======== Extracted text
Vibration is considered the best operating parameter to judge dynamic conditions
such as balance (overall vibration), bearing defects (enveloping) and stress applied
to components. Many machinery problems show themselves as excessive vibration.
Rotor imbalance, misalignment, mechanical looseness, structural resonance, soft
foundation, and gearmesh defects are some of the defects that can be measured by
vibration. Measuring the “overall” vibration of a machine, a rotor in relation to a
machine or the structure of a machine, and comparing the measurement to its normal
value (norm) indicates the current health of the machine.

The EXAMINER 1000 measures the vibration of a machine while it is operating.
Trending these measurements shows how a machine’s condition changes over a
period of time. Analyzing these, along with other measurements, provide insight into
the condition of the machine and which components may be wearing or failing. How
to best monitor a machine’s condition requires one to know which measurements to
take and where and how to take them. Sensors are placed at strategic Points on
the machinery to monitor the machine’s condition.
================
======== Given records
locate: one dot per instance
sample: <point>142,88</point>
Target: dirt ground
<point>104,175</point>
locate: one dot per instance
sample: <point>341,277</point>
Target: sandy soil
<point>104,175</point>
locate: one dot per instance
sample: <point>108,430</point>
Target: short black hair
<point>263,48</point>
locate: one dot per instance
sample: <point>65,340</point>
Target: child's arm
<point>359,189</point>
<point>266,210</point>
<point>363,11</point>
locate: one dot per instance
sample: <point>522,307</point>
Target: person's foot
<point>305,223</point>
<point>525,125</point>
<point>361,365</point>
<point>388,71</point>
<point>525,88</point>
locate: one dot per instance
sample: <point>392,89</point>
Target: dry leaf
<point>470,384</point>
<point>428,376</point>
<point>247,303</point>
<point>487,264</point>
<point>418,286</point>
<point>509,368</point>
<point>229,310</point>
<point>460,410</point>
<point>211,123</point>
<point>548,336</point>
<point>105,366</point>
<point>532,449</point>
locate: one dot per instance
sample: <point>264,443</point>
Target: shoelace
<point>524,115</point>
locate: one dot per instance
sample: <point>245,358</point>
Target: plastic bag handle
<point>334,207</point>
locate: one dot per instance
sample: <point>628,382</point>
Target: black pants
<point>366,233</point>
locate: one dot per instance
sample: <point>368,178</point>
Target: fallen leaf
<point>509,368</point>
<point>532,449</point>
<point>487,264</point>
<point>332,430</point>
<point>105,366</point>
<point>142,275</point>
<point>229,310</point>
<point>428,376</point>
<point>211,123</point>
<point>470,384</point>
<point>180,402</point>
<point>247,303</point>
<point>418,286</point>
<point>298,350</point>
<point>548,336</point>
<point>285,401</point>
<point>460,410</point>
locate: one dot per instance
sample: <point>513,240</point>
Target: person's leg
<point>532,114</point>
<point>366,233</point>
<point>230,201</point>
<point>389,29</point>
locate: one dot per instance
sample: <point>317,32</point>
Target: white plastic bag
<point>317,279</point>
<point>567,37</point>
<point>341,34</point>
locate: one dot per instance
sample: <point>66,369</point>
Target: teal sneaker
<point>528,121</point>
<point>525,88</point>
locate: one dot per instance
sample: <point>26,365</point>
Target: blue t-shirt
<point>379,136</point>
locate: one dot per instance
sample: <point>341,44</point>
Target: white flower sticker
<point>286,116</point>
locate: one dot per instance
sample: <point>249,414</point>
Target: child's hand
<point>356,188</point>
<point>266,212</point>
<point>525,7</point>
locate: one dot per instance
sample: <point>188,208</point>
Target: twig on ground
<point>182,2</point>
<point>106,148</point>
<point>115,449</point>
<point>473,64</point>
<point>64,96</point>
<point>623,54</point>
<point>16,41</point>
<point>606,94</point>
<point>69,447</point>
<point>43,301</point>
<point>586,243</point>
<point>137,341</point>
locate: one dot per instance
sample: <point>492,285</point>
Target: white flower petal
================
§ **Task objective**: Reproduce the stretch of the machine vibration text from "Vibration is considered" through "of the machine.".

§ **Answer for this exercise**:
Vibration is considered the best operating parameter to judge dynamic conditions
such as balance (overall vibration), bearing defects (enveloping) and stress applied
to components. Many machinery problems show themselves as excessive vibration.
Rotor imbalance, misalignment, mechanical looseness, structural resonance, soft
foundation, and gearmesh defects are some of the defects that can be measured by
vibration. Measuring the “overall” vibration of a machine, a rotor in relation to a
machine or the structure of a machine, and comparing the measurement to its normal
value (norm) indicates the current health of the machine.